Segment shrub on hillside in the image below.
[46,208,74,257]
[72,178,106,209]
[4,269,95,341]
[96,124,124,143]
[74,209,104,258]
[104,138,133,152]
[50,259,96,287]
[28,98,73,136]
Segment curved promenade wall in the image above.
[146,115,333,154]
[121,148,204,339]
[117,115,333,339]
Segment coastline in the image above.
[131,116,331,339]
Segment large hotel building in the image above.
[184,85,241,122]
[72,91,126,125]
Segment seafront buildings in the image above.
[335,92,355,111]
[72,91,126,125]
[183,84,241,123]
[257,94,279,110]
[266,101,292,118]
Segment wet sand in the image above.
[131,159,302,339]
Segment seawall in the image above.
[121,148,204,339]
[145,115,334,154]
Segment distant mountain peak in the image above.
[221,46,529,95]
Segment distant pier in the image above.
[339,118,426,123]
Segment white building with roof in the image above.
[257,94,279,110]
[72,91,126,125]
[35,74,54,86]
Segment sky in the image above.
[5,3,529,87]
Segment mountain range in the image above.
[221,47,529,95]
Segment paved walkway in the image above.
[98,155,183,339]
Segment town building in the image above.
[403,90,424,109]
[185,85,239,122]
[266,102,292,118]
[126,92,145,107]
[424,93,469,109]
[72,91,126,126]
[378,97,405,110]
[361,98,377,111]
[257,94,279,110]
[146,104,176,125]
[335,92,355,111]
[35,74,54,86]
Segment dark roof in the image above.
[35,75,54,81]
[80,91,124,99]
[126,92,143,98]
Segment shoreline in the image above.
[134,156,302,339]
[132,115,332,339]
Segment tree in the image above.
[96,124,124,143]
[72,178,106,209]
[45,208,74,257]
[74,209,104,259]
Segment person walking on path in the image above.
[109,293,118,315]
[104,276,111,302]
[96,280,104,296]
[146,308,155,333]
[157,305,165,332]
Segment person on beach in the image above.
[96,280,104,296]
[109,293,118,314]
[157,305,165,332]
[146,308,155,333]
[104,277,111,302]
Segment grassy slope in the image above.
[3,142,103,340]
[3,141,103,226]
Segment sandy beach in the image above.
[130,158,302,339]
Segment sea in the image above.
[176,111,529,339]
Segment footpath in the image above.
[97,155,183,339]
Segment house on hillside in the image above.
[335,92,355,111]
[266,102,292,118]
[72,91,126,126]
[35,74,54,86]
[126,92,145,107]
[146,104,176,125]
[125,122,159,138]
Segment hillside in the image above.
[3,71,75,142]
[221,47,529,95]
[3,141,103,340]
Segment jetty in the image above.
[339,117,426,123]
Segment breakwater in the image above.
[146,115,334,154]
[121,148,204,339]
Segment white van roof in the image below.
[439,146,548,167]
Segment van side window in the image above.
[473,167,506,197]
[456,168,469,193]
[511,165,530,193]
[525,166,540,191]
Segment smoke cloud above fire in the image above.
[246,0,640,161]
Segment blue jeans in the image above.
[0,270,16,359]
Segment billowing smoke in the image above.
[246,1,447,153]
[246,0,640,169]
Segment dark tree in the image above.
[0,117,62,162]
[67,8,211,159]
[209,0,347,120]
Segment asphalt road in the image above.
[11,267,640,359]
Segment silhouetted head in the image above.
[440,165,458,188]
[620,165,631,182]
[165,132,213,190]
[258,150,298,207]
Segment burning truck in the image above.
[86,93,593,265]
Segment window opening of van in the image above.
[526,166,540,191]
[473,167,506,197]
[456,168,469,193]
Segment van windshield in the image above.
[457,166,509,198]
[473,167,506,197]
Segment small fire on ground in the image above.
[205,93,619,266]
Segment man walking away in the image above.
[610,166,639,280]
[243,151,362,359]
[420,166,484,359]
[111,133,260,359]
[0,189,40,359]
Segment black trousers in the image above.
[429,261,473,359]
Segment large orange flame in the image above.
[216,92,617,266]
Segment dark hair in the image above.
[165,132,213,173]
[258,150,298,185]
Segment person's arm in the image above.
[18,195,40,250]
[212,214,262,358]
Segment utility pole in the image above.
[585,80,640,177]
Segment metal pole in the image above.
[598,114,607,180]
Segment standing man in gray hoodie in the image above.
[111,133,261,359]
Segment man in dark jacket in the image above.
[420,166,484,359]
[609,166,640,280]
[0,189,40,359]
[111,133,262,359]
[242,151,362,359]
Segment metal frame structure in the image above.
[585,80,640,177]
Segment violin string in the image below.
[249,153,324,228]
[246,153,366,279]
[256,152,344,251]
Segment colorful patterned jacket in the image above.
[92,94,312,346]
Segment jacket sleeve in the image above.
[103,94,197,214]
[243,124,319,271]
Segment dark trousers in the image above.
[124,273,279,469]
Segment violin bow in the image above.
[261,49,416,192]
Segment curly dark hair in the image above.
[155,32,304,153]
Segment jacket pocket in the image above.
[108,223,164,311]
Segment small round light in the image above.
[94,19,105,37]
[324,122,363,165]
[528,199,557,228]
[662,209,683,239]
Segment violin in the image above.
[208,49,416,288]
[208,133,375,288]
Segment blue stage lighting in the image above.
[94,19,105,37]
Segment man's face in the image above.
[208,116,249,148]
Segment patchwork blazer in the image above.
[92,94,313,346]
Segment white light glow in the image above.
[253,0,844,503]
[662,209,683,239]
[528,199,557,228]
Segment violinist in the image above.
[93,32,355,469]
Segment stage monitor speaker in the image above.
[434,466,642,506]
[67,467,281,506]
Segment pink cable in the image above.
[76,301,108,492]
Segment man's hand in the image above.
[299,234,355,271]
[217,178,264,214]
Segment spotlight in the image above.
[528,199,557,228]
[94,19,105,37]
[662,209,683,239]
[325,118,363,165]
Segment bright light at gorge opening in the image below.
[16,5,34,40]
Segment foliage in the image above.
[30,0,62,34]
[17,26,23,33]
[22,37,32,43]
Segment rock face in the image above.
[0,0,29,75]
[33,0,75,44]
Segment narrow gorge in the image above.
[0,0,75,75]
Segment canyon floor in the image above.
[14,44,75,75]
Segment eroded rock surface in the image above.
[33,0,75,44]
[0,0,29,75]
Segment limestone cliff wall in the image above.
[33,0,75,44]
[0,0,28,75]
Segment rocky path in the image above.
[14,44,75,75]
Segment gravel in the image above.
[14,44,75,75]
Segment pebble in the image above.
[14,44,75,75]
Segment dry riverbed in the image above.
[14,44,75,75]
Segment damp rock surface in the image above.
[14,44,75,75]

→ Exercise aim
Return every line of the listing that contains the word "walking". Case counts.

→ Result
Segment person walking on path in the image above.
Segment man walking away in the image above.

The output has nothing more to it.